**Texte fourni:**

----

La décision du ministre d'extrader sans obtenir de garanties des États-Unis concernant l'application de la peine de mort n'a pas violé l'article 7 de la Charte. Les motifs d'extradition sont impérieux et les garanties en matière de procédures dans l'État qui a des rapports de réprocité sont grandes. Le seul fait que, à la fin du processus, le fugitif est passible de la peine de mort est insuffisant dans le contexte du système d'extradition de notre pays pour rendre la décision inconstitutionnelle. Les tribunaux ne devraient pas s'ingérer à la légère dans les décisions de l'exécutif en matière d'extradition.

----

Résumez en deux phrases le texte sur l'extradition et la peine de mort.

----

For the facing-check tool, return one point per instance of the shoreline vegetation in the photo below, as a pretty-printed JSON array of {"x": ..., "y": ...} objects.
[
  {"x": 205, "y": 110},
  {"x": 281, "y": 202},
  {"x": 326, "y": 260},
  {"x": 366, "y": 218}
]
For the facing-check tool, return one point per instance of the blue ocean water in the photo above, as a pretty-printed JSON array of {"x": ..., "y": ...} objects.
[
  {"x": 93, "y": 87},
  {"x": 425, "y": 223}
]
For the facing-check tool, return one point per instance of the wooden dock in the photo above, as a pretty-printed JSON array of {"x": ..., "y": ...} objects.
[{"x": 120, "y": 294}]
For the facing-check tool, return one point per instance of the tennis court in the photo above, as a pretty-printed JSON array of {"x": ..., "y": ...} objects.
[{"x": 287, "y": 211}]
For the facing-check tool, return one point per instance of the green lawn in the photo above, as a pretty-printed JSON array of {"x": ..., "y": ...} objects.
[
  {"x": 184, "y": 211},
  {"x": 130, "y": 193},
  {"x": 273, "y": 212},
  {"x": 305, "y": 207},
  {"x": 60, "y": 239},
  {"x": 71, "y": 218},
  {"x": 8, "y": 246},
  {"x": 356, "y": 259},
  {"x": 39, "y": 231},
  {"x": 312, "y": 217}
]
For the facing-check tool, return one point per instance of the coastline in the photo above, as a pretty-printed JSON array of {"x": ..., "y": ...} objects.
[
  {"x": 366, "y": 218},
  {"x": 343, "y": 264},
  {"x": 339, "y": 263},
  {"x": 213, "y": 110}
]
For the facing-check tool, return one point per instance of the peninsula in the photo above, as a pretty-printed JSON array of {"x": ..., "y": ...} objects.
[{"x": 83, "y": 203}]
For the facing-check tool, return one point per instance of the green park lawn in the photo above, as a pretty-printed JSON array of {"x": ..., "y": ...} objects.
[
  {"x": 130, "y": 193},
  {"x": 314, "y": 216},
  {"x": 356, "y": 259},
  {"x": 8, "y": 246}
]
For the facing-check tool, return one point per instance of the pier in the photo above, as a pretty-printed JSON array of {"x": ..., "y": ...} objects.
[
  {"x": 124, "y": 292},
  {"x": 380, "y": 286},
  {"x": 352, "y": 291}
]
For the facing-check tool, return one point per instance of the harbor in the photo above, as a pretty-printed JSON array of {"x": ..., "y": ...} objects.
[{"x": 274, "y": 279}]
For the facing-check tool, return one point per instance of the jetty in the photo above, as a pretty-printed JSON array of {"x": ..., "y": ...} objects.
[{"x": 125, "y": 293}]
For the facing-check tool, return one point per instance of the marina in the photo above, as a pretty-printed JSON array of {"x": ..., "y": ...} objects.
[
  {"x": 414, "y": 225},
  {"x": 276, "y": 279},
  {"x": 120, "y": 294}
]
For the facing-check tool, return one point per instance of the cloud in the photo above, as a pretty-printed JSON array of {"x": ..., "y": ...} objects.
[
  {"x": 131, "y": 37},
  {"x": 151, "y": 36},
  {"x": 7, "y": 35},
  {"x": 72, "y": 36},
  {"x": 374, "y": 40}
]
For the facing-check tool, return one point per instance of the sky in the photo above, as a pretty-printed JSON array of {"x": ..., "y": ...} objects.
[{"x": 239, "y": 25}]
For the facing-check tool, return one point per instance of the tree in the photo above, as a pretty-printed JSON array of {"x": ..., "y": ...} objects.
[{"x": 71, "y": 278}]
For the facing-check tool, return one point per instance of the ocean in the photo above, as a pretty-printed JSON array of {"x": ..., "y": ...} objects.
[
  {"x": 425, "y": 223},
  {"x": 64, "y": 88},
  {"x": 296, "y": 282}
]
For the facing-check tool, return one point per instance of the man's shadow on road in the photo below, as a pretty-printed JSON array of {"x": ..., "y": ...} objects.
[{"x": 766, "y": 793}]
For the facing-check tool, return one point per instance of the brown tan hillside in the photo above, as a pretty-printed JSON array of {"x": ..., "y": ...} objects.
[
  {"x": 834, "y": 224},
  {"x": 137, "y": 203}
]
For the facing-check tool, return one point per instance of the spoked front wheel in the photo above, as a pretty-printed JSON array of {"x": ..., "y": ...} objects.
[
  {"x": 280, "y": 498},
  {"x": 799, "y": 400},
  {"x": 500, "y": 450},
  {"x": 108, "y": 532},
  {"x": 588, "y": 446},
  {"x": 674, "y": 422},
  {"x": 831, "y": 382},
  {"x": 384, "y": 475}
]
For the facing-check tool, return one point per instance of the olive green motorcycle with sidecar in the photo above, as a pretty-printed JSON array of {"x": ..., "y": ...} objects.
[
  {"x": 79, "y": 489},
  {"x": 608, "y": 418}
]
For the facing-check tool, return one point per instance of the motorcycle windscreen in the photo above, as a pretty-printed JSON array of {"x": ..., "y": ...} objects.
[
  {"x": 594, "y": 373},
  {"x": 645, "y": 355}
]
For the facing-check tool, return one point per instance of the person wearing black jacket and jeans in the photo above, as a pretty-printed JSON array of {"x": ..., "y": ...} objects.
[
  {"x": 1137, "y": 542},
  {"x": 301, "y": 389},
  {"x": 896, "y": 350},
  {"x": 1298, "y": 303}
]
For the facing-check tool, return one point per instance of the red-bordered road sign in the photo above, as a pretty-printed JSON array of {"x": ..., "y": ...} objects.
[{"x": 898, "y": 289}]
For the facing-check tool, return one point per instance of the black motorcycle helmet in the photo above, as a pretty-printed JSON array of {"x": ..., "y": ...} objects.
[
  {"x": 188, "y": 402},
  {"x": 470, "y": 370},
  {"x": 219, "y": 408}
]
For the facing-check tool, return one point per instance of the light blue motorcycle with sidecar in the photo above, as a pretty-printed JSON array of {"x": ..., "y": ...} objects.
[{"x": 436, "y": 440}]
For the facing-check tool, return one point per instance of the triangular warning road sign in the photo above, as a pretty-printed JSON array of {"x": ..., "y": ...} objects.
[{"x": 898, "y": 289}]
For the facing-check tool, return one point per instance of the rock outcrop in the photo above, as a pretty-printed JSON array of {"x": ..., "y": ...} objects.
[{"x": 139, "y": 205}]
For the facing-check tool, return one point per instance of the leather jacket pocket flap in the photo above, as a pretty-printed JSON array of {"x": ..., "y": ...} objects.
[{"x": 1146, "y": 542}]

----

**Réponse complète:** La décision du ministre d'extrader sans obtenir des États-Unis de garanties sur l'application de la peine de mort n'a pas violé l'article 7 de la Charte, les motifs d'extradition étant impérieux et les garanties procédurales dans l'État concerné, grandes. Le seul fait que le fugitif soit passible de la peine de mort ne suffit pas à rendre la décision inconstitutionnelle, et les tribunaux ne devraient pas s'ingérer à la légère dans les décisions de l'exécutif en matière d'extradition.